What you are asked to do:
From the listing below, return every line from the one containing "Game engine object recognition — detect white outbuilding" down to the one containing "464, 0, 485, 16", including both of those lines, copied character for character.

-- BEGIN Supplied material --

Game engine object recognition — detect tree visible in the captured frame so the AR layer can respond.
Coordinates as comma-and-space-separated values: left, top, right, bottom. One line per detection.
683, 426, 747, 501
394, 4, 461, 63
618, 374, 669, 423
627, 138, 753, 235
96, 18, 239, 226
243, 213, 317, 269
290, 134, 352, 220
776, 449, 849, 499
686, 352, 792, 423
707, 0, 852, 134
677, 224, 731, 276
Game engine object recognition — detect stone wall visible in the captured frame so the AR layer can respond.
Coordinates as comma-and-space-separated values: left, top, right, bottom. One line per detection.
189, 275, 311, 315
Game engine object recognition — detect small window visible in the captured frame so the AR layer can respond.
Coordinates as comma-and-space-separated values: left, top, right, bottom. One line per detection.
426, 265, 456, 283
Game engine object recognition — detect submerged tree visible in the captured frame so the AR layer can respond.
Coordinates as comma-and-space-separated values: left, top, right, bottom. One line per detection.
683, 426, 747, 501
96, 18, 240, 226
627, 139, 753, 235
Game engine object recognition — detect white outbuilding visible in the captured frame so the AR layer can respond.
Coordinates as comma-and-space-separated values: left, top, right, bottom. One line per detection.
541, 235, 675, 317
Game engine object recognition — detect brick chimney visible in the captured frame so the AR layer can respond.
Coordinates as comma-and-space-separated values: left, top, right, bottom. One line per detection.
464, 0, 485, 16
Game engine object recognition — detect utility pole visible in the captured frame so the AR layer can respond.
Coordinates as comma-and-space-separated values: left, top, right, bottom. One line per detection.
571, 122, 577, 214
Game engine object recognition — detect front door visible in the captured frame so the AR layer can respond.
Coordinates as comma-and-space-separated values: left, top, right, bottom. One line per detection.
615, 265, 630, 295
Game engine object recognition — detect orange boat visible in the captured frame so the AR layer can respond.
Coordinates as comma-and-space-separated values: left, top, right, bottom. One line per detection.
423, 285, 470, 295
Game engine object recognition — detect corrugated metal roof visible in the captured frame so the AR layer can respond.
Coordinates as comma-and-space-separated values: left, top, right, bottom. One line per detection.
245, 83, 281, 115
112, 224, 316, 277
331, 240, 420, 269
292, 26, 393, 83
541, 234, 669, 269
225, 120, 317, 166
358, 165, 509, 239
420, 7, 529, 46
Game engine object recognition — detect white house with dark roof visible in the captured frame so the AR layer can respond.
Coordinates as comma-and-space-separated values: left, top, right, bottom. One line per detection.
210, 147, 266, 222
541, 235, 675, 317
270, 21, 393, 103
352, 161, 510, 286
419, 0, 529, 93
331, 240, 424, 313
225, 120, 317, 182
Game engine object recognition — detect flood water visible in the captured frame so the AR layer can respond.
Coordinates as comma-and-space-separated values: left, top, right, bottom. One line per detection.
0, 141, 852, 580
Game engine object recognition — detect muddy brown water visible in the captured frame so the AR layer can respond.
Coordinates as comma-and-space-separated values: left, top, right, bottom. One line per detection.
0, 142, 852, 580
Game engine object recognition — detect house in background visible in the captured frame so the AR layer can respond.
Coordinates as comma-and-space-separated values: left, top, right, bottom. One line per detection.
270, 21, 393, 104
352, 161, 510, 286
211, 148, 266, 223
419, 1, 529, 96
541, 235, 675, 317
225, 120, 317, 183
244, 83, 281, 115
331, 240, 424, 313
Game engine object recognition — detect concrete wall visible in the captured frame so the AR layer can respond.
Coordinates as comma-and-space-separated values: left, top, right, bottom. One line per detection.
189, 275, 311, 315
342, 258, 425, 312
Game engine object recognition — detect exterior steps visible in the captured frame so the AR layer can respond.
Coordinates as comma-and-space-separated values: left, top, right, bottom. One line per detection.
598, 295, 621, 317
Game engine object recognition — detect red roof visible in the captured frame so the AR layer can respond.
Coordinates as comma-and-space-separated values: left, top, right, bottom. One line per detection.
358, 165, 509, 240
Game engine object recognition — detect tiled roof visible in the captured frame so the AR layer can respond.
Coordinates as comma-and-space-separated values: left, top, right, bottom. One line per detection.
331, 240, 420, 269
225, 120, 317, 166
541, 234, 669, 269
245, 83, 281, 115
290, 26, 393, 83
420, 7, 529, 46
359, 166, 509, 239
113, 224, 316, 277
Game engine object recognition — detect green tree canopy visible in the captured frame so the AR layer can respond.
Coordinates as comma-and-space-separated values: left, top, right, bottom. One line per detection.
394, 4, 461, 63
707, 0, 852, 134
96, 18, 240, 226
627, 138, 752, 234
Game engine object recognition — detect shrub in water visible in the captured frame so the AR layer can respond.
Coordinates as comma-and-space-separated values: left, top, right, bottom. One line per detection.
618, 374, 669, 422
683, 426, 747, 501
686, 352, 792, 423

-- END Supplied material --

Solved exercise:
Game engine object recognition — detect white outbuilding visible in the captured frame so the AR layer can respond.
Coordinates as comma-and-space-separated values: left, top, right, bottom. One line per detection.
541, 235, 675, 317
Game engine object recognition — detect brick chimney visible in the captured frame so the AR layer can respond.
Coordinates as comma-and-space-separated values: left, top, right, bottom. One line per detection.
464, 0, 485, 16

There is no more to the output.